Exercise inputs =>
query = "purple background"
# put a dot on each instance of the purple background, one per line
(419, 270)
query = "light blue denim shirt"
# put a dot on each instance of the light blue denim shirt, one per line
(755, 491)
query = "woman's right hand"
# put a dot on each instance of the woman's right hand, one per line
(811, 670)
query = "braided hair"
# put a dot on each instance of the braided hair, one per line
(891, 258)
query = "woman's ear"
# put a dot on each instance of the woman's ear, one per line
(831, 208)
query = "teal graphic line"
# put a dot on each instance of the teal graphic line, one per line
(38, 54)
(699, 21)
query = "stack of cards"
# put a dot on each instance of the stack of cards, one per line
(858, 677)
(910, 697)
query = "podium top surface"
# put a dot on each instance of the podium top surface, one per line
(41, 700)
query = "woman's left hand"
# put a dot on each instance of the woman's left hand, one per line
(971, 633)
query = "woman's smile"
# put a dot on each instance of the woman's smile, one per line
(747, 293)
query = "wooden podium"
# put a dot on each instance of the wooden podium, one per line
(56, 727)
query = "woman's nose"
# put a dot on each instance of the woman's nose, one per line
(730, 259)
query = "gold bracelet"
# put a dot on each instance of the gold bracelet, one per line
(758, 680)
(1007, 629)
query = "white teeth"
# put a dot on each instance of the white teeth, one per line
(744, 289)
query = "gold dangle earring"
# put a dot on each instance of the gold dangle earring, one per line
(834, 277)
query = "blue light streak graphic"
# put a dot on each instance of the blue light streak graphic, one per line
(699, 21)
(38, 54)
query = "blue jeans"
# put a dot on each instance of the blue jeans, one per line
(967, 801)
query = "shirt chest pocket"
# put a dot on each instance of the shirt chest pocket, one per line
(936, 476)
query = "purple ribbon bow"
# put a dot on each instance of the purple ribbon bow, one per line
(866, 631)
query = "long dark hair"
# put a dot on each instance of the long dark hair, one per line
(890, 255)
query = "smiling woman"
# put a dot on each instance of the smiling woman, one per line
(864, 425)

Assignment => What must be transcribed is the run of lines from the one containing "# put a dot on each instance of the long" to the last line of the data above, inclusive, and only that.

Solved problem =>
# put a dot on each instance of the long dark hair, one per line
(890, 255)
query = "smiling woman"
# put a dot on each instance of the smiling woman, one per line
(864, 425)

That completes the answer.